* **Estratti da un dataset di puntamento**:
——

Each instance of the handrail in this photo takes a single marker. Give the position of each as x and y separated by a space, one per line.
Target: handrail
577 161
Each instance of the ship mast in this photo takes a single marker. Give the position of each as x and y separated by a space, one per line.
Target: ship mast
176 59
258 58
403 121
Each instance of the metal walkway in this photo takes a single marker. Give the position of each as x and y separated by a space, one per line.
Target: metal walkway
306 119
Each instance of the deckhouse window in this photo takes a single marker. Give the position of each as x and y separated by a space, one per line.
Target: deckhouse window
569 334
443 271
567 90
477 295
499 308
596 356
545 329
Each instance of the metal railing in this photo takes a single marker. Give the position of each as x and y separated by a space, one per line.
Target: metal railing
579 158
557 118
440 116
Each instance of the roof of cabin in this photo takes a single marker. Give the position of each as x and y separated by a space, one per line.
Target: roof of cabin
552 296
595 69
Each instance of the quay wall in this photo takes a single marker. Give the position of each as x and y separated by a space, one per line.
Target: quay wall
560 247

——

* **Da svolgere**: Nei dati sopra, sostituisci ogni occorrenza di "single marker" con "single dot" e riscrivi le righe lasciando invariato tutto il resto.

* **Risultato finale**:
Each instance of the handrail in this photo takes a single dot. Give the position of each as x and y separated by a space, one per line.
Target: handrail
577 161
Each instance of the ship mast in this photo takes a single dot. Give the position of each as x and y separated by a space, one per line.
Target: ship mast
176 59
258 58
403 121
Each instance of the metal walkway in this photo takes a single dot. Give the position of each as x and y separated by a space, one per line.
Target: metal walkway
306 119
Each instance of the deckhouse window in this photo takes a single dot. Give the position of each as x and y separated by a space, one per line.
Target: deckhouse window
569 334
443 271
567 90
477 295
499 308
596 356
545 329
Each instance of the metal railing in this photo takes a single dot. Give the position of each as x and y separated by a space, one per line.
Target: metal railing
579 158
557 118
440 116
Each instance of the roof of cabin in this photo takes a single dot. Give the position of each as x and y separated by a space, one per line.
Target: roof of cabin
552 296
595 69
Each instance of the quay wall in this photo takes a single dot. Give the position of each as x and y separated by a space, one per line.
Target: quay wall
560 247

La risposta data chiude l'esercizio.